### Task to complete
Copy every line of the listing back word for word, omitting the pictures.

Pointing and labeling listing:
Begin

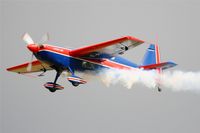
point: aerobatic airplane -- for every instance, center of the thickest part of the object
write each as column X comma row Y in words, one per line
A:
column 92, row 58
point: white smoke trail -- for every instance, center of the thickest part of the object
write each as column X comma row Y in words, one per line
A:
column 174, row 80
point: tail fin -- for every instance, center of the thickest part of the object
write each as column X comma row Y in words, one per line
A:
column 152, row 55
column 151, row 60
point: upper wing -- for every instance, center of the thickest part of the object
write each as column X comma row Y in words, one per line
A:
column 113, row 47
column 37, row 66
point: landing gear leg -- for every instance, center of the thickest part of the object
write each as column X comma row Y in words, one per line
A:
column 53, row 89
column 159, row 89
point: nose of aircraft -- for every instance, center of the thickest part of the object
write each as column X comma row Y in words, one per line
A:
column 33, row 48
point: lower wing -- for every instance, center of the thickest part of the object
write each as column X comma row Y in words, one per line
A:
column 37, row 66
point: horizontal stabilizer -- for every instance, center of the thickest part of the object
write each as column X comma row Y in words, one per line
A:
column 163, row 66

End

### Finished answer
point: aerobatic airplane -- for every instance, center of the thickest part of the object
write each as column X comma row Y in words, one per line
A:
column 92, row 58
point: white smoke trail -- for every instance, center of the thickest part of the object
write each as column X comma row Y in words, one per line
A:
column 174, row 80
point: tail fin -- for every instance, center of the thickest part of the object
write each as column X comma row Y in words, one per line
A:
column 152, row 55
column 151, row 60
point: upper wing -- for every instance, center of the thickest part of the object
write each as column X comma row Y in words, one per line
A:
column 113, row 47
column 37, row 66
point: landing gear leg -- for every instance, center of the thickest part of the object
write each as column X comma row Y in words, one per line
A:
column 53, row 89
column 159, row 89
point: nose of aircraft -- for every instance, center of the thickest part of the object
write each as column X comma row Y in words, one per line
A:
column 33, row 48
point: lower wing -- for every instance, center of the thickest part of the object
write each as column X comma row Y in words, one per line
A:
column 37, row 66
point: horizontal stabilizer -- for every instance, center of the thickest part of the object
write each as column X comma row Y in words, one per line
A:
column 163, row 66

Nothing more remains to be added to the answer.